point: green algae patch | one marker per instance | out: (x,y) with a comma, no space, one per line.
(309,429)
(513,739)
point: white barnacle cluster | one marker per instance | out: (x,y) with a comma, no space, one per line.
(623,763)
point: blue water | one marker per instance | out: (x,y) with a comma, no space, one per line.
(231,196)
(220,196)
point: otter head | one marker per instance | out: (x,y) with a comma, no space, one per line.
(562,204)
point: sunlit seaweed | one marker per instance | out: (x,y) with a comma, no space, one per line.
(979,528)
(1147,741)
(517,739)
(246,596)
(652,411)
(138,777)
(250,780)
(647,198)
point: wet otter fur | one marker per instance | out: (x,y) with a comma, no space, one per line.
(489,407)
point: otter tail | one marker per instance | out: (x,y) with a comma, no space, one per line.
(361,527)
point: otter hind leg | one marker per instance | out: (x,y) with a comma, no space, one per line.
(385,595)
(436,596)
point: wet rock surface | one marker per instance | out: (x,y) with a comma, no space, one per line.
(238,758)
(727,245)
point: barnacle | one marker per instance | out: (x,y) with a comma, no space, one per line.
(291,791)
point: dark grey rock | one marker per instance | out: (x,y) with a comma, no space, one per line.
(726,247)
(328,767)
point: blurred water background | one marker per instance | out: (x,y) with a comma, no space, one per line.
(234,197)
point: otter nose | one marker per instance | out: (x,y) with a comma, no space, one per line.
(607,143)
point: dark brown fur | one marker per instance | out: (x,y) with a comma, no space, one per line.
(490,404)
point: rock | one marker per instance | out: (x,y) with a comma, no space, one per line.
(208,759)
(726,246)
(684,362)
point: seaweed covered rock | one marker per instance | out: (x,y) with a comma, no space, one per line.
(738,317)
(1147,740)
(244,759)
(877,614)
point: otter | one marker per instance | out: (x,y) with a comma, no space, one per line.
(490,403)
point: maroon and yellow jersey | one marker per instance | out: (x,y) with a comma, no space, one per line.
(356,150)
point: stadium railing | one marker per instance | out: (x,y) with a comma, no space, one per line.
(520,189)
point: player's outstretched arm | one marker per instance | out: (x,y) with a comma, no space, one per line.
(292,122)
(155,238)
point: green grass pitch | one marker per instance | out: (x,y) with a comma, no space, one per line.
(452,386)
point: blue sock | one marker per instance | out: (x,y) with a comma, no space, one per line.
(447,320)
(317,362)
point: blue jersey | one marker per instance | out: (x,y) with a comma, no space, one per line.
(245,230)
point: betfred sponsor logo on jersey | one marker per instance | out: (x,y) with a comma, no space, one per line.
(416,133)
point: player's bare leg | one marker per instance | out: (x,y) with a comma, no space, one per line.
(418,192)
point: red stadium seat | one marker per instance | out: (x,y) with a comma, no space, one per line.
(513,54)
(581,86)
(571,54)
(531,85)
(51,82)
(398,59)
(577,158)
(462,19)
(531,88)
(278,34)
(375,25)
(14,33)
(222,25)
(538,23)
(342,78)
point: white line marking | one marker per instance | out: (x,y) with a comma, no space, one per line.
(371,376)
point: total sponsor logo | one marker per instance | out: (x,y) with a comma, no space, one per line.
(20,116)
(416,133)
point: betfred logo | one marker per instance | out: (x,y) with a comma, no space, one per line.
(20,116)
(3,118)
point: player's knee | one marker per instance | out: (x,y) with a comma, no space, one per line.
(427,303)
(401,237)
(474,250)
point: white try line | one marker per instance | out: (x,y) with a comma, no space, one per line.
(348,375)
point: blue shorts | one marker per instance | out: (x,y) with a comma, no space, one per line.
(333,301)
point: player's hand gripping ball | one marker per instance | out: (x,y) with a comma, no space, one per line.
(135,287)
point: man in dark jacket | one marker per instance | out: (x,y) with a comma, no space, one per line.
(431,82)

* * * *

Problem statement> Reproduce all of the records above line for line, changing nothing.

Response to the task>
point: green algae patch | one marker per instance | out: (x,y) with a comma, no space, one per line.
(309,429)
(513,739)
point: white barnacle cluster | one marker per instance | out: (x,y) with a comma, no space, one per line.
(623,763)
point: blue water | one marker per instance | out: (x,y) with a comma, no space, one per line.
(231,196)
(220,196)
point: otter head | one marker per instance | out: (x,y) with a comma, no space, one per line.
(562,204)
point: sunlit seaweed | one marker per instance | out: (x,y) with a comma, no space, one per line.
(979,528)
(1147,741)
(517,739)
(246,596)
(652,411)
(138,777)
(250,780)
(647,198)
point: wet otter fur | one marker per instance | out: (x,y) with a comma, no space, one per line.
(489,407)
point: otter tail | one marker per instance | out: (x,y) with a comma, no space, one per line.
(361,527)
point: otter hind leg | one marker per instance | out: (x,y) with a comma, no space, one per line.
(385,595)
(436,596)
point: wet rock surface | one marker per instance | out: (x,y) with a comma, no space, one per line.
(238,758)
(727,245)
point: barnacle | one marker per instance | out: (x,y) with a comma, no space, one per line.
(291,791)
point: dark grey rock | one marker per instance | out: (x,y) with a comma, no space, one per line.
(726,247)
(328,767)
point: blurred water background | one marker per instance | out: (x,y) with a comma, no space, one per line.
(234,197)
point: otter nose | one marker per instance | out: (x,y) with a comma, no space, one per line.
(607,143)
point: dark brown fur | one marker per instance | out: (x,y) with a comma, no space, one per line.
(490,404)
point: rock | one marker per instance | out: (x,y) with a comma, no space, one per line.
(208,759)
(726,246)
(684,362)
point: seaweed covered rock | one marker per instance | out: (x,y) with a comma, no space, one per line.
(738,317)
(1147,740)
(244,759)
(877,614)
point: otter | one marker per instance | out: (x,y) with a comma, no space, one per line.
(490,403)
point: maroon and yellow jersey | one marker per instance | out: (x,y) with a comma, no space, one per line.
(356,150)
point: stadium railing | one marker per instance | out: (x,y) with a comma, no space, one per line.
(520,189)
point: player's outstretched arm | one marker per instance | out: (x,y) with a comma, no space, one per line.
(292,122)
(155,238)
point: green grass pitch | one marker per instance | out: (x,y) with a comma, no space, one per line.
(452,386)
point: blue sock | one marker per instance | out: (x,y) with a comma, no space, one per line.
(447,320)
(317,362)
point: blue jersey | one marker per instance | out: (x,y) with a comma, no space, one per line.
(245,230)
point: betfred sponsor logo on jersey | one marker per instance | out: (x,y) with a comma, no space, one per line.
(416,133)
point: player's bare leg | one marker per instance | out: (x,y) with a comma, no space, one per line.
(418,192)
point: red stadium seat | one marker per instance | out: (x,y) with a comma, no space, one per line.
(513,54)
(581,86)
(571,54)
(531,85)
(51,82)
(398,59)
(577,158)
(462,19)
(531,88)
(278,34)
(375,25)
(14,33)
(222,25)
(538,23)
(342,78)
point: white line marking | one marker per instance | out: (x,y) with a comma, no space, one per line.
(371,376)
point: total sponsor logo | one marker per instance | out: (x,y) with a comma, no space, one per line.
(20,116)
(416,133)
point: betfred logo | one marker per instance | out: (x,y) with a comma, no space, one per line.
(20,116)
(3,118)
point: player's knee | one marker per instance | out: (x,y) with a comma, no space, one per line.
(427,303)
(401,237)
(474,250)
point: white try line | one marker per instance | out: (x,y) with a comma, no space, one per line.
(348,375)
point: blue shorts | one marker per instance | out: (x,y) with a comma, no space, one per line.
(333,301)
point: player's hand gripping ball | one marker per instance | out: (x,y) with a comma, no space, one per line.
(135,287)
point: man in dark jacket | one marker per instance | out: (x,y) with a comma, no space, one per line.
(431,82)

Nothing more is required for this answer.